UC San Diego

The wireless sensor market has undergone explosive growth worldwide increasing to 18.78 billion USD in 2023 from 15.57 billion in 2022 to an expected rise to 105.18 billion in 2032. The excitement driving this market growth stems from the Internet of Things (IoT) revolution which has promised low-cost, compact, and “invisible” sensors which can integrate seamlessly into already existing systems. These IoT devices would bring enhanced industrial automation, improved wireless communications, environmental monitoring, and smart home capabilities to name a few. The IoT revolution, however, has fallen short in its promises due to the dependence on under-performing hardware designs which either require batteries, exhibit low data rates, or operate at significantly smaller ranges than their non IoT counterparts. To mitigate some of these issues, low power IoT (\ie coin-cell operated) or battery-free (\ie power harvesters) solutions have been proposed. These devices may provide improved sensing and communication ranges and data-rates however, they still lack scalability, cost, or seamless integration to many everyday systems. Technological saturation due to the increased number of IoT sensors and devices can hinder already existing systems and drive up the costs of everyday items. To mitigate the issue, fully-passive, battery-free solutions have been investigated to improve the range, data rate and cost of many common IoT applications.

This dissertation delineates several contributions to the existing body of knowledge in communication and sensing using completely passive devices. First, it describes a mmWave automotive radar smart-surface which can be decoded as drivers pass by. The system utilizes a novel data-encoding mechanism which leverages the spatial distribution of van-atta arrays to encode On-Off-Keying data bits. Secondly, this dissertation introduces a unique UHF wireless keypad interface which uses resonant RF stubs to encode deterministic buttons. This approach allows for easy-to-use deterministic button presses which can withstand severe multi-path and blockages. Previous systems used complicated swiping gestures which are difficult to memorize and are heavily impacted by environmental factors. Lastly, the dissertation presents new uses to reflect-arrays and meta-surfaces for enhancing non-line-of-sight communication and sensing and between multiple mediums.

• _What you are asked to do_
Answer these questions from the dissertation abstract, one per line and numbered to match:
1. What was the wireless sensor market worth in 2023?
2. What kind of data bits does the automotive radar smart-surface encode?
3. What does the UHF wireless keypad use to encode its buttons?
The records are not needed for this exercise.

• _Dataset excerpts_
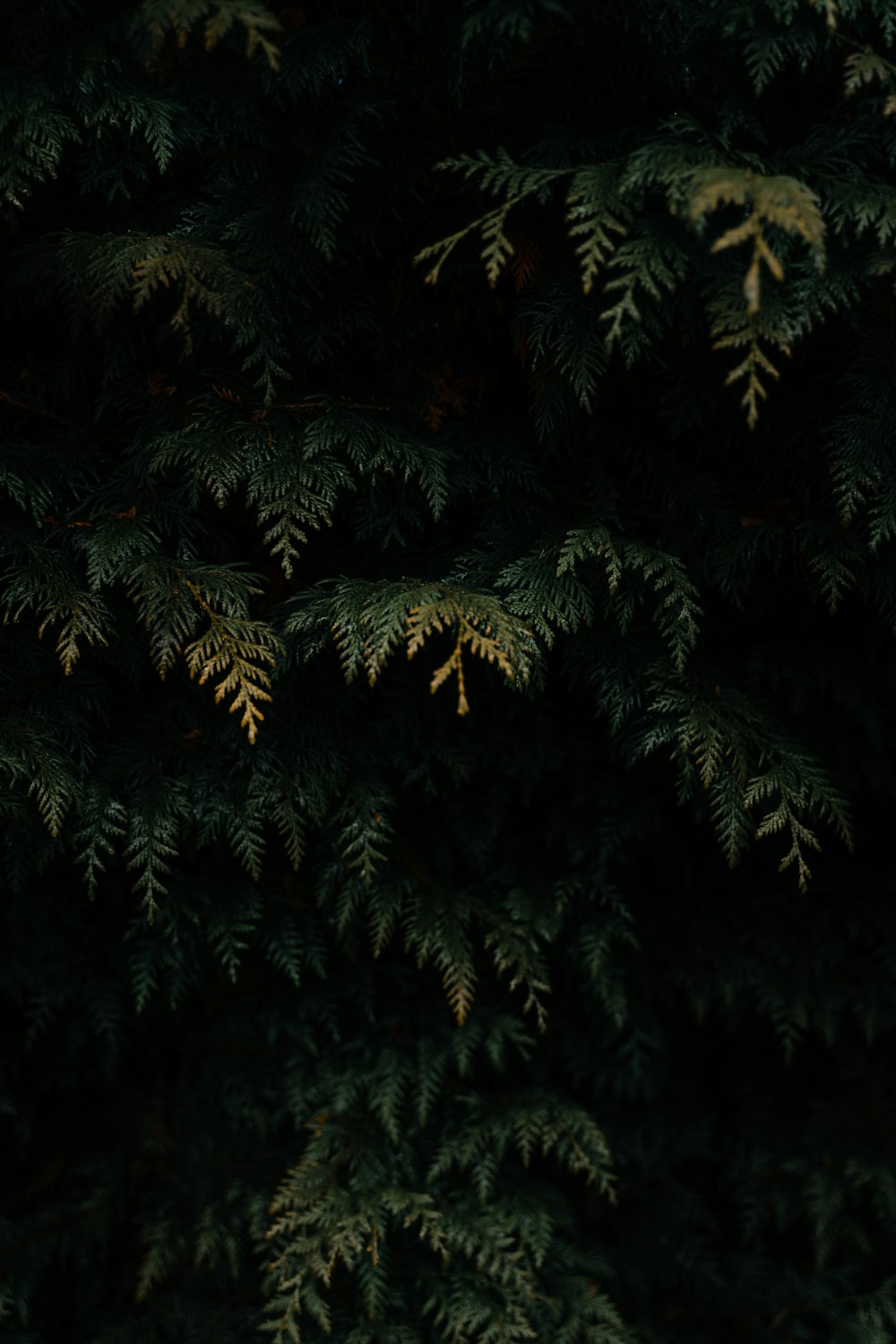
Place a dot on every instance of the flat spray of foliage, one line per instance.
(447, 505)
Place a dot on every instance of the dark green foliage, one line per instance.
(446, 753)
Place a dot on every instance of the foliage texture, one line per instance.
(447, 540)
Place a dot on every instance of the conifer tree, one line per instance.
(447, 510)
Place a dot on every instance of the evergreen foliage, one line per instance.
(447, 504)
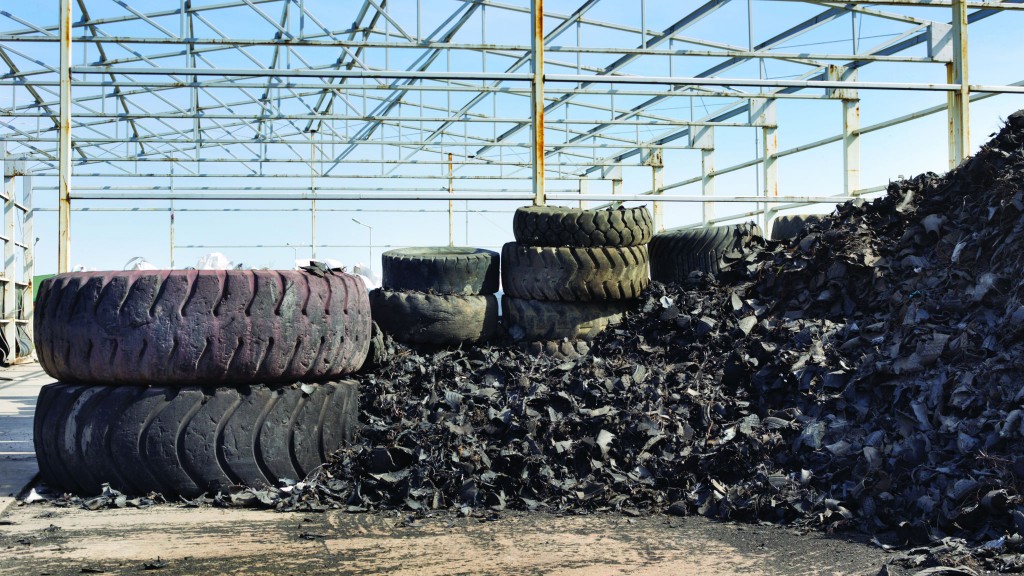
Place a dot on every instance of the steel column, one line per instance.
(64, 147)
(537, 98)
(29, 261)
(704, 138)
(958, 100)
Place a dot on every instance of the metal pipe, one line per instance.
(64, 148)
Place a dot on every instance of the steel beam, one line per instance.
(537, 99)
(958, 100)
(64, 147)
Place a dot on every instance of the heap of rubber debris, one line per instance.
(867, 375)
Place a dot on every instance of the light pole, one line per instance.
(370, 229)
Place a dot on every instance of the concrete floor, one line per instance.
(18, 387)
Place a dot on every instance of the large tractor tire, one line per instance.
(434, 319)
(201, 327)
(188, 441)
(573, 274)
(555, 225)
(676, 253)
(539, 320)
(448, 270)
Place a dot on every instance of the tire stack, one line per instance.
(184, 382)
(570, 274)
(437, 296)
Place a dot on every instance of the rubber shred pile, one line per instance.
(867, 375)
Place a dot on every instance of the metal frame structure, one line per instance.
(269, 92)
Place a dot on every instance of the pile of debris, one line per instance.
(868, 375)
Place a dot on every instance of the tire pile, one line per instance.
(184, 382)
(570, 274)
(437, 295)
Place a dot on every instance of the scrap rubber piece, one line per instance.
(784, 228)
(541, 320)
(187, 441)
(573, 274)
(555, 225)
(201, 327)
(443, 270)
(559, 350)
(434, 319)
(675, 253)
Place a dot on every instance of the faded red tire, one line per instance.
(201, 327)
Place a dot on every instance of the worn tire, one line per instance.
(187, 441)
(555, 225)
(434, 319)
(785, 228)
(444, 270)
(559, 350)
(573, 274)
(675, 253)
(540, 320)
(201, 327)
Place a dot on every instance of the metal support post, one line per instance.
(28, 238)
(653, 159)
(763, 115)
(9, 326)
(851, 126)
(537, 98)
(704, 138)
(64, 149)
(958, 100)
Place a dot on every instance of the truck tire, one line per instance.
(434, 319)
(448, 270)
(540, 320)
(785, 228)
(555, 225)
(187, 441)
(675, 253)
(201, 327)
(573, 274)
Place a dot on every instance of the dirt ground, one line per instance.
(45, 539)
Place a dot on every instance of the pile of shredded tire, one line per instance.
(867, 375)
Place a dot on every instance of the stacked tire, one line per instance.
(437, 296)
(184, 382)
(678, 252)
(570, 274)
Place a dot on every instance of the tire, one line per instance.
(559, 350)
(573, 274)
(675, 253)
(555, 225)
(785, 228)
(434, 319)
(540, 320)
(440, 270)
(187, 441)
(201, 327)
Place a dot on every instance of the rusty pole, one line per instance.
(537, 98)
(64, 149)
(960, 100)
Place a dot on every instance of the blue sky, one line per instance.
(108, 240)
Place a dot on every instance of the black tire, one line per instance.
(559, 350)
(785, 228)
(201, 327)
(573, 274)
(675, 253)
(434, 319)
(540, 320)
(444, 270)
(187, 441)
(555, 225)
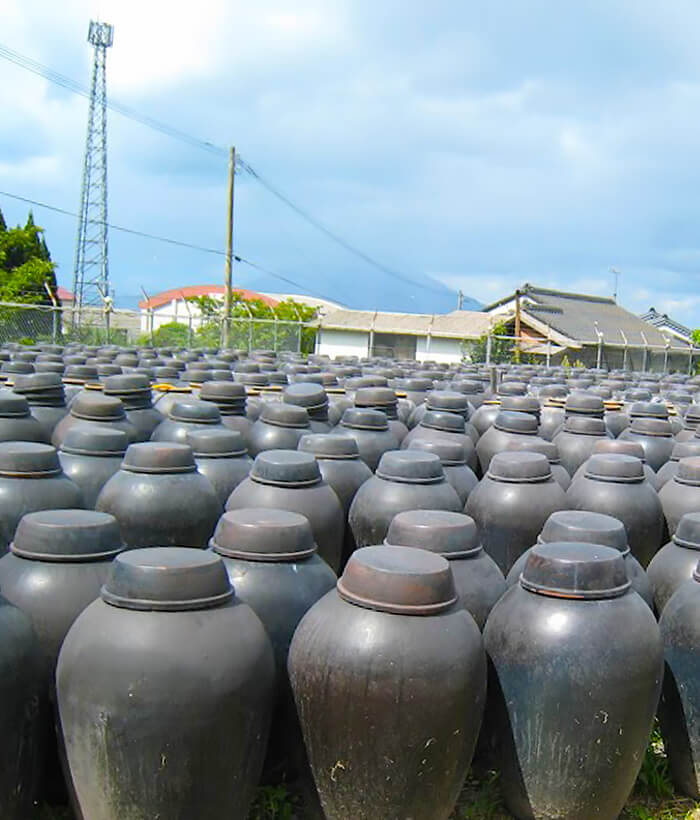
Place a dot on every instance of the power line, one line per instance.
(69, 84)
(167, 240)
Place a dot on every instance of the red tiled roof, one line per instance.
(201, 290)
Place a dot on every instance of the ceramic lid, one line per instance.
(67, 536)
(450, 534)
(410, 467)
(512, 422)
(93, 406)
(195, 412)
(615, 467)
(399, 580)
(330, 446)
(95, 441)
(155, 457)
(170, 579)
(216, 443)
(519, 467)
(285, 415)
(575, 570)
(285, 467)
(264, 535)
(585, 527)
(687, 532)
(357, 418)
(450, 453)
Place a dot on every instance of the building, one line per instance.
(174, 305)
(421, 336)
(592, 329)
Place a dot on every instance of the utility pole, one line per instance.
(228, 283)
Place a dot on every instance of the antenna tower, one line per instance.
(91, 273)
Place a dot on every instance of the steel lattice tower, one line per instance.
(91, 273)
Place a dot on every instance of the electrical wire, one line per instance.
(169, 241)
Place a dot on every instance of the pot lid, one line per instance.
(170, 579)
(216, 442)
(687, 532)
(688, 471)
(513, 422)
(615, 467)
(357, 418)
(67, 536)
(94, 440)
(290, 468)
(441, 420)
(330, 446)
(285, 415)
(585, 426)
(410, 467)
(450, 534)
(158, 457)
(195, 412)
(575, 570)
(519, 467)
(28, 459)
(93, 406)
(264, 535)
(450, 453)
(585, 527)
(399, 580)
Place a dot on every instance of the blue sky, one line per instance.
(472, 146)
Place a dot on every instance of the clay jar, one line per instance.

• _Answer_
1. 18.78 billion USD
2. On-Off-Keying data bits
3. Resonant RF stubs